[Collection entries]
════
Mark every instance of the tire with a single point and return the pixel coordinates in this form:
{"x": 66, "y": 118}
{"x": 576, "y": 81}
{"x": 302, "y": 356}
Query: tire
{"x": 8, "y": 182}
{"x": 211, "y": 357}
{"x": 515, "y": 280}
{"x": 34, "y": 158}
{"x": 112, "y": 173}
════
= THE REQUEST =
Pull every line from the material above and reproduce each one unchanged.

= OUTPUT OF THE TASK =
Mark every instance of the tire with a single point and return the pixel coordinates in this form:
{"x": 66, "y": 118}
{"x": 576, "y": 81}
{"x": 302, "y": 356}
Query: tire
{"x": 8, "y": 182}
{"x": 211, "y": 357}
{"x": 515, "y": 280}
{"x": 34, "y": 158}
{"x": 112, "y": 173}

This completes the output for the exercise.